(TASK INPUTS begins)

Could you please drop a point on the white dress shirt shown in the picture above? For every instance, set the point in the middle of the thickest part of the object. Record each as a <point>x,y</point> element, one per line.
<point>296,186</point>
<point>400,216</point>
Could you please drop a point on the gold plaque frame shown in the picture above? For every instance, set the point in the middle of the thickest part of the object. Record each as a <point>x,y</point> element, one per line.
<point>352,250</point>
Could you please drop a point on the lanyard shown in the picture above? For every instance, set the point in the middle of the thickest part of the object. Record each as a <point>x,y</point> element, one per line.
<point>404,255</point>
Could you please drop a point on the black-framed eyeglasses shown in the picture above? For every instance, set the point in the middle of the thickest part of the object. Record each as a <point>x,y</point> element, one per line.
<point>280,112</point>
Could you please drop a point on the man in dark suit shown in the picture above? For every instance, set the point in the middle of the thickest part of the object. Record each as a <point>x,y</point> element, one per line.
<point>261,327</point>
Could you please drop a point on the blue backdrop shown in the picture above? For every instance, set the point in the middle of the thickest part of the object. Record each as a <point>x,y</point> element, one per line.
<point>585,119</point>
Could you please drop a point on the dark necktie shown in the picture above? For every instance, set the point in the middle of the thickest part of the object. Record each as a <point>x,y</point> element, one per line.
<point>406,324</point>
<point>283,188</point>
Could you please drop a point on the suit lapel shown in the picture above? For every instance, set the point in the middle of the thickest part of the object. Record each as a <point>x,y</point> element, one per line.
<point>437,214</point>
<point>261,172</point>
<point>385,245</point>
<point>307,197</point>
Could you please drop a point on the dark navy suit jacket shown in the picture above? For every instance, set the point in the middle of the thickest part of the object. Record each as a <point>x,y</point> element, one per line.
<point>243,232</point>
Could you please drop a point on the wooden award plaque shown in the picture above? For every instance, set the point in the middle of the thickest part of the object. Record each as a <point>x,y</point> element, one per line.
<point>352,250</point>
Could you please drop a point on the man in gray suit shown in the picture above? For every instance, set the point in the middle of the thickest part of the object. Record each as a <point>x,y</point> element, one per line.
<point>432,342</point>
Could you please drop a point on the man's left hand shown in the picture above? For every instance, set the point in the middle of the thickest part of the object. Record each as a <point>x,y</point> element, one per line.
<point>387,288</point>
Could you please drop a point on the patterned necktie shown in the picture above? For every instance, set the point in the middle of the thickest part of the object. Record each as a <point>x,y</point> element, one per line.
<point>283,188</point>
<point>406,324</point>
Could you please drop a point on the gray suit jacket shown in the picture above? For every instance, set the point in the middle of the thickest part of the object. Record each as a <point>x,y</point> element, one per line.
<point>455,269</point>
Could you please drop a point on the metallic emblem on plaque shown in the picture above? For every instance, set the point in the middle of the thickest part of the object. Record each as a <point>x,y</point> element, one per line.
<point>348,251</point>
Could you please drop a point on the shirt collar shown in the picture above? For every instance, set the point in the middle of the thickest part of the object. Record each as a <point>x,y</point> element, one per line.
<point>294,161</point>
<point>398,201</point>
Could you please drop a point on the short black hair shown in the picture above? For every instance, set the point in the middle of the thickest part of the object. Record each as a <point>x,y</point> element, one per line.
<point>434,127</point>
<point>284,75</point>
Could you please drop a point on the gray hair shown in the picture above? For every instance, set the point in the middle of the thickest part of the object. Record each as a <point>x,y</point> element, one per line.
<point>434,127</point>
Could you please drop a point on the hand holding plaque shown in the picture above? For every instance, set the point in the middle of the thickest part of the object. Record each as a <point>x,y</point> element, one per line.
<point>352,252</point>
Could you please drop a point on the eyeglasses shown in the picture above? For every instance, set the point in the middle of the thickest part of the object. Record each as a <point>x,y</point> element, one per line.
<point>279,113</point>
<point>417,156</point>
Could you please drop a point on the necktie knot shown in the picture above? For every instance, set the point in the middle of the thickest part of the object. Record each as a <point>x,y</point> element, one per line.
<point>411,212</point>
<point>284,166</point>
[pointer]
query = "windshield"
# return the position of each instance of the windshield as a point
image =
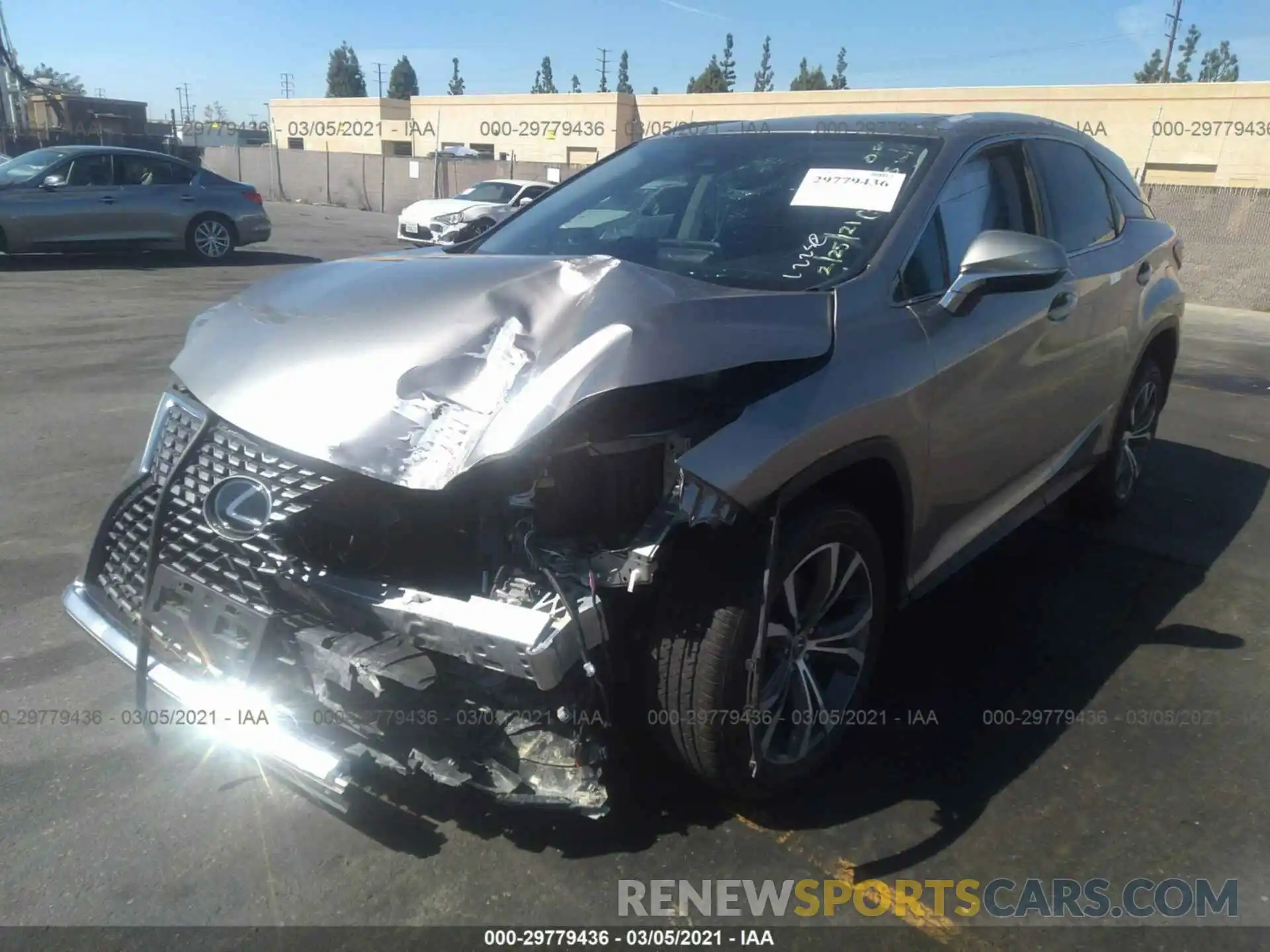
(775, 211)
(27, 167)
(495, 192)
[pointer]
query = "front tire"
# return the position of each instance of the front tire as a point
(210, 239)
(826, 621)
(1111, 487)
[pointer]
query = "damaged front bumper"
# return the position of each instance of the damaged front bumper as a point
(317, 770)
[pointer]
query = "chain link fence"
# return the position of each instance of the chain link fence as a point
(1226, 230)
(374, 183)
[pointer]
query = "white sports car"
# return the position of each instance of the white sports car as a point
(437, 221)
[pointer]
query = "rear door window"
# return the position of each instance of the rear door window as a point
(1078, 206)
(91, 171)
(987, 192)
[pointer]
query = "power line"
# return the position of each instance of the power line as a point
(603, 67)
(1176, 18)
(187, 110)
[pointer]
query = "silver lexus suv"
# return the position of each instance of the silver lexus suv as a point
(88, 198)
(452, 512)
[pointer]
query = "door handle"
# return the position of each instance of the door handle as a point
(1062, 306)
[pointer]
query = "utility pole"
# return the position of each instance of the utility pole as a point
(603, 69)
(1175, 19)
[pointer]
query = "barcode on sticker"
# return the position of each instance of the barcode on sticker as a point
(850, 188)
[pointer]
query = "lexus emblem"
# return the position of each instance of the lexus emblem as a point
(238, 508)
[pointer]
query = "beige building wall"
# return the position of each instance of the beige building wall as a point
(573, 127)
(1202, 134)
(365, 125)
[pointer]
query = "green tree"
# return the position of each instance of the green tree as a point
(403, 83)
(840, 73)
(712, 79)
(763, 77)
(624, 74)
(1185, 54)
(810, 79)
(1152, 70)
(345, 74)
(63, 81)
(544, 81)
(1220, 65)
(730, 66)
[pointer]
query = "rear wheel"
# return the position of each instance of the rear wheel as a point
(210, 239)
(1111, 487)
(825, 625)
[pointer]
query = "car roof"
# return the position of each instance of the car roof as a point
(962, 128)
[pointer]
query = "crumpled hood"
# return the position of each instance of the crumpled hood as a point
(414, 367)
(429, 208)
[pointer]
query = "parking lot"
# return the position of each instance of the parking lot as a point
(1165, 611)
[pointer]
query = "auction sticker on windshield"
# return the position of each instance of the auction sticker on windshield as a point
(850, 188)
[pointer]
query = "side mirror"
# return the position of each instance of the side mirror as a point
(1005, 260)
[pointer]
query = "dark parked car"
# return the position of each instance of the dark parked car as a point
(83, 198)
(452, 512)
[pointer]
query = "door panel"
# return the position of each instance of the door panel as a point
(995, 408)
(1081, 216)
(81, 211)
(1001, 405)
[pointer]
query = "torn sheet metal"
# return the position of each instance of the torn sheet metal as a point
(413, 368)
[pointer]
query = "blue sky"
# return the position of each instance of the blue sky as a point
(234, 51)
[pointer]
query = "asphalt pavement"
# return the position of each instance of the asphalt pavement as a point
(1164, 611)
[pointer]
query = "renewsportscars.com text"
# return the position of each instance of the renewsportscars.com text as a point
(1000, 899)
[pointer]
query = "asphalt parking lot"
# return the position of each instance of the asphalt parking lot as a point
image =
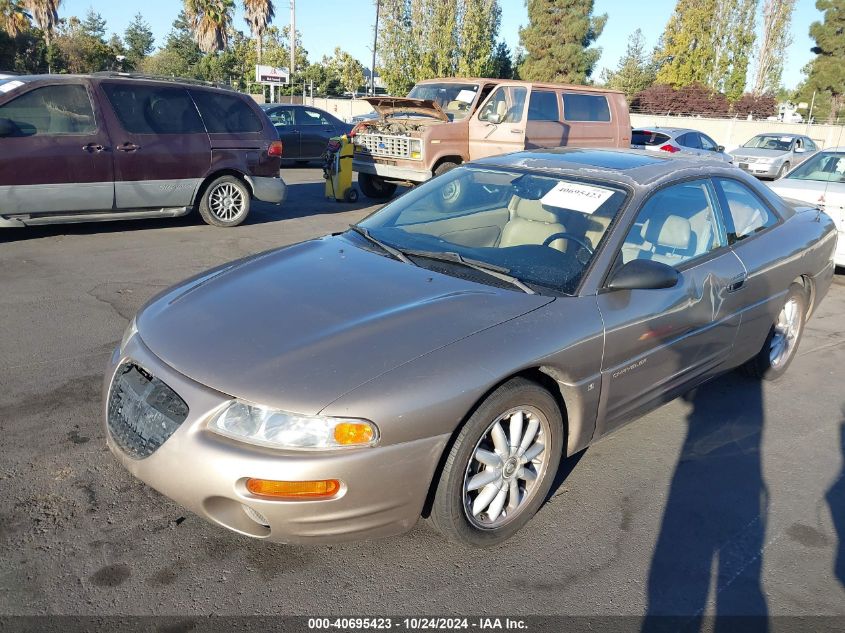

(TASK INPUTS ends)

ASSIGNMENT: Give the entries again without a single change, but with no pictures.

RESPONSE BOX:
Could you please drop a point on the white dress shirt shown in the picture above? For every instance, set the point in the middle of the thickest part of the object. Record each as a <point>x,y</point> element, one per line.
<point>296,186</point>
<point>400,216</point>
Could you please drop a point on the gold plaque frame shown in the picture above? For every instance, set the point in the middle of the thickest part of the object. Record each as a <point>x,y</point> element, one per line.
<point>352,250</point>
Could you please drop a point on the lanyard shown in the picture above? For every instance, set the point in the middle of the thickest part of the object. Record each as a <point>x,y</point> element, one per line.
<point>404,255</point>
Could you please drop a point on the black-framed eyeglasses shown in the picture above? For every instance, set the point in the middle of the thickest part of the object. Record each as a <point>x,y</point> element, one per line.
<point>280,112</point>
Could you please drop a point on the man in dark suit shown in the picture above? For every instance, set the point in the middle of the thickest part of the object. Record each as a <point>x,y</point> element, one per line.
<point>261,327</point>
Could you please drop a point on the blue backdrop shown in the picture above? For every instance, set the point in the middle of the thickest part of the object. Record each as a <point>x,y</point> element, one per line.
<point>585,119</point>
Could you please drop a point on the dark necktie shown in the picture above? For every instance, set the point in the middle of the thickest part of the object. Record each as a <point>x,y</point> element, one per line.
<point>406,324</point>
<point>283,188</point>
Could you please drop a point on the suit lapel shown in the picture above? For every instance, set the point in the middle of the thickest part of the object. Record each as a <point>x,y</point> element, one per line.
<point>437,214</point>
<point>261,172</point>
<point>385,245</point>
<point>307,197</point>
Could you please drop a point on the dark navy suit jacket shown in the picture above? For every instance, set the point in the middle of the thickest part of the object. Record each as a <point>x,y</point> element, one per line.
<point>243,232</point>
Could you please drop a point on the wooden award plaque shown in the picture above? For every instance, set the point in the middle of the thickest part of the object. Record each as a <point>x,y</point> element, one per line.
<point>352,250</point>
Could you please drop a point on the man in gray suit shown in the picture above? For every instance, set the point in the middle of the thickest part of the object. Record each as a <point>x,y</point> element, one per line.
<point>432,342</point>
Could you please drop a point on the man's left hand shown in the picture above? For every instance, set the point in the middle of the thickest part of the object. Record each as a <point>x,y</point> element, one per line.
<point>387,288</point>
Could you please drop a point on the patterned necktie shown in the picture above? For every instance, set the point in the middle of the thickest part of the object. Record each as a <point>x,y</point> element, one per line.
<point>283,188</point>
<point>406,324</point>
Could you please drop a point on the gray suit jacket shown in the picture above? For every instance, set the point in the middle of the thickest part of the object. Record each as a <point>x,y</point> element, one per line.
<point>455,269</point>
Could you please drop a point on the metallic emblem on plaque shown in the picture above? For every instance, set the point in the middle of the thickest part of the object. Record each as a <point>x,y</point> element, one per line.
<point>348,251</point>
Could you please drop a point on the shirt collar shown in the picture above? For every instance, set the point in the middle of the thickest part of the object. Record each as a <point>x,y</point> element, one per line.
<point>294,161</point>
<point>398,201</point>
Could you please drop a point on the short black hair shown in the picture above? For every instance, set the point in the middle of the thickest part of the object. Record each as a <point>x,y</point> element, one per line.
<point>434,127</point>
<point>284,75</point>
Could you please drop a point on the gray hair shown in the picture above? For every instance, set the point in the middle of the thickest part of the object. Record each as a <point>x,y</point> element, one per line.
<point>434,127</point>
Could you please drop a point on the hand holding plaque shown in the picture above? For every instance, set the point in the middle of the thickest part of the object. Record each as a <point>x,y</point> element, one per line.
<point>352,252</point>
Could you please drop a point on the eyeglasses shown in the picture above? For every instance, set the point in the middle of the thickest part of the object. Record each as a <point>x,y</point> element, one per line.
<point>279,113</point>
<point>417,156</point>
Could you please drop a point on the necktie knot shown in the picture above? For every instance, set the point in the middle of the thickest part of the object. Record each as a <point>x,y</point> element, one per line.
<point>411,212</point>
<point>284,166</point>
[pointer]
query = "windshield"
# return the position of each instance of the windshield as a point
image =
(775, 211)
(27, 167)
(495, 192)
[pointer]
query = "front tire"
# return the position of each instance of the front tire as a point
(210, 239)
(826, 621)
(1111, 487)
[pointer]
query = "damaged front bumper"
# return the position of each instance of the damaged front bumper as a point
(317, 770)
[pointer]
query = "chain link fence"
# return the position of each instance of the chain link fence as a point
(1226, 230)
(374, 183)
[pointer]
query = "white sports car"
# return the position of each instance of the white sports car as a point
(437, 221)
[pointer]
query = "rear door window"
# return the position of each instance of the rear door window as a point
(1078, 206)
(91, 171)
(987, 192)
[pointer]
query = "power line"
# return the position of each instance of the power line as a point
(603, 67)
(1176, 18)
(187, 110)
[pointer]
query = "silver lexus suv"
# return the position of each instance of the silver lexus suv as a point
(88, 198)
(452, 512)
[pointer]
query = "door handle"
# return the position of each instance of the door handle as a point
(1062, 306)
[pointer]
query = "utility pole"
# return the position of each instance of the utility pole as a point
(603, 69)
(1175, 19)
[pointer]
query = "barcode on sticker"
# return the position of each instance of the barcode on sticker as a point
(850, 188)
[pointer]
query = "lexus emblem"
# return the position of each instance of the lexus emblem as a point
(238, 508)
[pointer]
query = "beige building wall"
# return the position of each instance of the beige building wall as a point
(573, 127)
(1202, 134)
(365, 125)
[pointer]
query = "green tree"
# return the position of each instance of the green tree as a point
(403, 83)
(840, 73)
(712, 79)
(763, 77)
(624, 74)
(1185, 54)
(810, 79)
(1152, 70)
(345, 74)
(63, 81)
(544, 81)
(1220, 65)
(730, 66)
[pointer]
query = "rear wheel"
# return the position of each instance of the rear wheel as a point
(210, 239)
(1111, 487)
(825, 625)
[pointer]
query = "car roof"
# return the position of each instance of the car roof as a point
(962, 128)
[pointer]
query = "crumpled hood"
# return the position of each instance of the crumpled hood as a point
(414, 367)
(429, 208)
[pointer]
query = "parking lot"
# return the position of each instance of the parking lot as a point
(1165, 611)
[pointer]
query = "auction sticker on windshield"
# return the position of each instance of the auction sticker on windshield as a point
(850, 188)
[pointer]
query = "side mirror"
# return the position of each instance of the side mirror as a point
(1005, 260)
[pointer]
query = "dark parked car"
# return the position of each instance of the dark parked car as a point
(83, 198)
(452, 512)
[pointer]
query = "door panel"
# return the position of each instance of the door panel as a point
(995, 408)
(1081, 216)
(81, 211)
(1001, 405)
[pointer]
query = "torn sheet metal"
# return the position of each instance of the torn sheet metal as a point
(413, 368)
[pointer]
query = "blue sky"
# return the position of each instance of the blue sky as a point
(234, 51)
[pointer]
query = "asphalt pavement"
# return the position of each instance of the asphalt pavement as a point
(1164, 611)
[pointer]
query = "renewsportscars.com text"
# return the position of each instance of the renewsportscars.com text as a point
(1000, 899)
[pointer]
query = "asphalt parking lot"
# return the position of each instance of the asphalt parking lot as a point
image =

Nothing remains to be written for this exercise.